**What this task involves:** Please extract each line of the data below that contains the word "flame". Count only matches with the same uppercase and lowercase letters.

Detection annotation records:
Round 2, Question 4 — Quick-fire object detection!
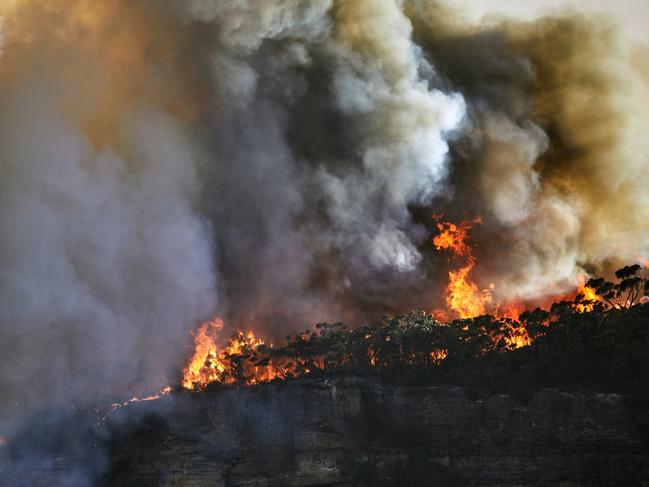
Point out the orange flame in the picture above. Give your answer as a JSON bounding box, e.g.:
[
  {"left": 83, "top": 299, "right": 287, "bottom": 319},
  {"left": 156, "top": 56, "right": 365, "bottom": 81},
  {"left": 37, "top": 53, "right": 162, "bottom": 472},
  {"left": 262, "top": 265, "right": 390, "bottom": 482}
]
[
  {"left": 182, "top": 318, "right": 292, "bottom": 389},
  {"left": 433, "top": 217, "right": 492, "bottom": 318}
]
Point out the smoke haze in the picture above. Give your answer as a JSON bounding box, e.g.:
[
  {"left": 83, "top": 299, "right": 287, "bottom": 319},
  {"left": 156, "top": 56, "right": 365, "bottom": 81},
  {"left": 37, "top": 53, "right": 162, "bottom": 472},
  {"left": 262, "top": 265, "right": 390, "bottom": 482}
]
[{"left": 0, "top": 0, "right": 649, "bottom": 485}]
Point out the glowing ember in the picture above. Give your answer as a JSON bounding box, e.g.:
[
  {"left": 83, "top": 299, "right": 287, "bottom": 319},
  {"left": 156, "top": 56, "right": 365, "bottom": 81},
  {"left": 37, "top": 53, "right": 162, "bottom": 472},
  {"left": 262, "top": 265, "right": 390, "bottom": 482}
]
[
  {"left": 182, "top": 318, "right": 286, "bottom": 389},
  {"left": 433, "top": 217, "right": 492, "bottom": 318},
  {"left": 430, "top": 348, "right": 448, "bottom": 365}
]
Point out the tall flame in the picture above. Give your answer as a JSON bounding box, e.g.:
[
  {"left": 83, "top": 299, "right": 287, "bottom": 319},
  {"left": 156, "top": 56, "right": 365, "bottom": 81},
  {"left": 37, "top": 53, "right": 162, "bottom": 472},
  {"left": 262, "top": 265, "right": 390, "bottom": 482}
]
...
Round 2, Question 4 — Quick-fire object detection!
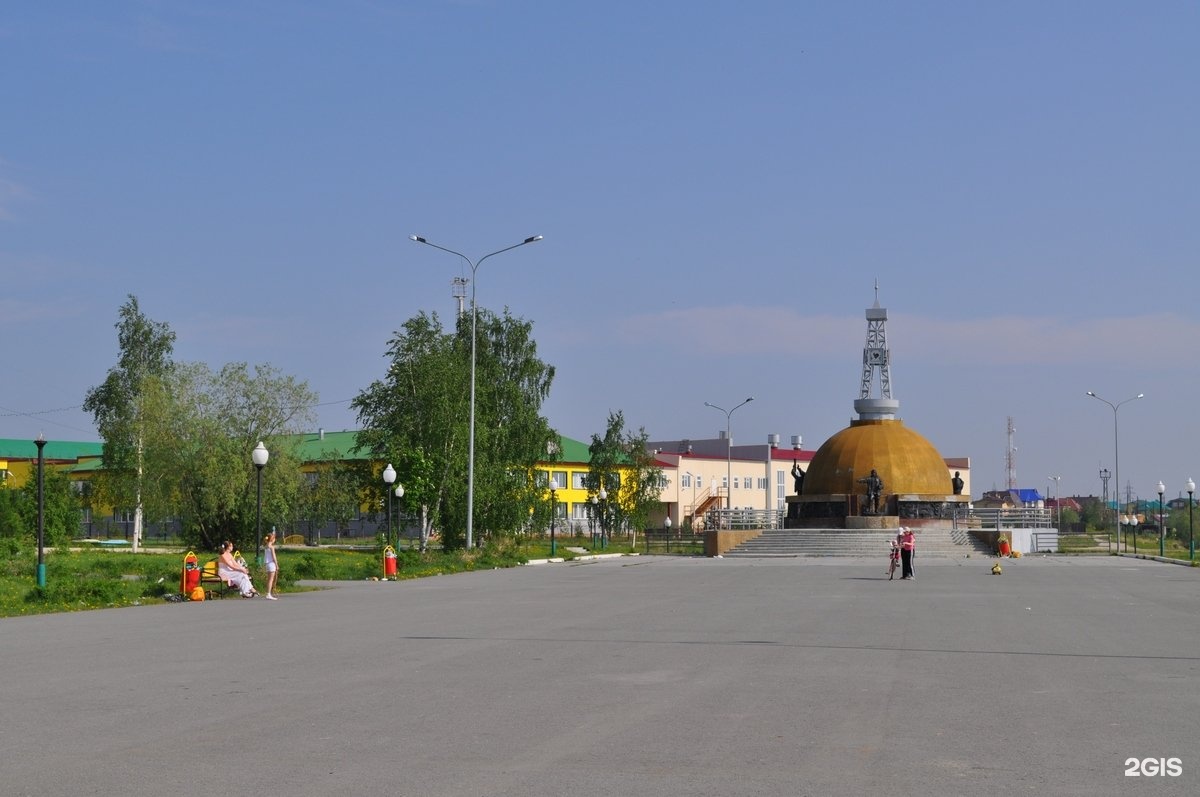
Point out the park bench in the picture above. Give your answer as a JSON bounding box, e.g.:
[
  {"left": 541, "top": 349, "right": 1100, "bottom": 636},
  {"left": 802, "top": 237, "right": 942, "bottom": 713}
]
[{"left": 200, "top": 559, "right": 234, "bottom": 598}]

**Solution to this problem:**
Point out the orange flame in the picture above. Give your answer as a JSON bounding box, e.g.:
Point out the tall flame in the picture above. Give your answer as a JSON bounding box, e.g.:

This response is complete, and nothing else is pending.